Provided passage.
/---

Both the FTC and POM immediately issued press releases claiming victory and expressing opposing views of the administrative court's decision. The FTC claimed victory on the basis that the administrative court upheld the FTC's complaint and ruled that POM violated federal law by mak­ing deceptive claims in some advertisements that represented its products would treat, prevent or reduce the risk of disease. POM claimed victory on the basis that the administra­tive court found that POM was not obligated to conduct full-scale, randomized controlled trials to substantiate claims about the cardiovascular and prostate health benefits of pomegranate.

In June of 2012, the parties appealed the administrative court's ruling to the FTC Commission. The Commission heard oral argument in August of 2012 and issued its decision in January of 2013.

In a 5-0 vote the FTC upheld the administrative court's decision that POM had deceptively advertised their products and did not have adequate support for their disease-related claims. For more information, check the FTC website at http://www.ftc.gov/opa/2013/01/pom.shtm.

While the impact of this ruling on the dietary supplement industry is yet to be fully determined, Marc Ullman, partner in the New York law firm Ullman, Shapiro and Ullman, thinks the FTC will use the resources freed up from the disposition of this POM case to analyze social media marketing for compliance with FTC regulations. In addition, Steve Mister, President of Council for Responsible Nutrition, thinks both the FTC and FDA will push back on supplement firms making subtle disease claims, such as firms using metatags to have their supplements appear in internet search results for disease treatments. This potential for increased enforcement by both the FTC and FDA underscores the importance of following NSP's approved marketing literature when marketing NSP's products.

\---

Exercise requirements.
[a] In the text about the FTC's case against POM, what was the vote by which the FTC upheld the administrative court's decision?
[b] Decide whether each statement agrees with the text about the FTC's case against POM, and support each yes or no with the deciding words of the text in quotation marks. (i) The Commission heard oral argument in August of 2012. (ii) The administrative court ruled that POM had to conduct full-scale, randomized controlled trials. (iii) The parties appealed the administrative court's ruling in June of 2012.
[c] Write the next part of the text about the FTC's case against POM, picking up after its last sentence.
The material after this point is not needed for anything here.

Available data.
/---

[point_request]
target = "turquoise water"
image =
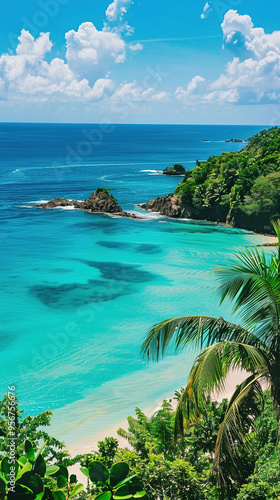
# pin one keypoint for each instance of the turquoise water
(79, 291)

\---

Answers to the exercises.
[a] 5-0

[b]
(i) Yes: "The Commission heard oral argument in August of 2012"
(ii) No: "the administra­tive court found that POM was not obligated to conduct full-scale, randomized controlled trials"
(iii) Yes: "In June of 2012, the parties appealed the administrative court's ruling to the FTC Commission."

[c]
For more information regarding claims that can and cannot be used when advertising NSP products, including through social media, please see the pamphlet.

"Can I Say That?" available here.



Energy Drinks
In the face of several deaths reported to the FDA allegedly involving 5-Hour Energy and Monster energy drinks, Senators Durbin (D, Ill.) and Blumenthal (D, Conn.) wrote a letter to the FDA requesting that the agency tighten its regulation of energy drinks.

The Senators subsequently met with Commissioner Margaret Hamburg from the FDA. Durbin and Blumenthal specifically asked the FDA for "swift action regarding findings that a number of energy drinks contain at least 20% more caffeine than the products' labels disclosed."

They also asked the FDA to convene an expert panel in early 2013 to discuss the effects of caffeine and other stimulants. According to a press release posted on Senator Blumenthal's website, Commissioner Hamburg "made it clear [FDA] is moving forward in a number of areas to protect vulnerable populations against high levels of caffeine in energy drinks." Both Monster and 5-Hour Energy have met with the FDA and assured them that their products are safe.

In the meantime, Representative Edward Markey (D, Mass.) wrote a letter to the FTC seeking further scrutiny of the advertising of energy drinks. He stated that the U.S. adults' average daily caffeine consumption of 300 mg is considered safe by medical professionals.

"It is unknown, however, if these levels are safe for children and teens." He also asked the FTC to determine whether ads for energy drinks are "unfair or deceptive." The FTC has said they "will consider it carefully, as we consider all letters."

Of concern to the dietary supplement industry is that despite the legitimacy of the energy drink inquiry, opponents of dietary supplements may use this opportunity to push for unfavorable changes to DSHEA. As a result, NSP is monitoring this issue closely as it develops at both the FDA and FTC.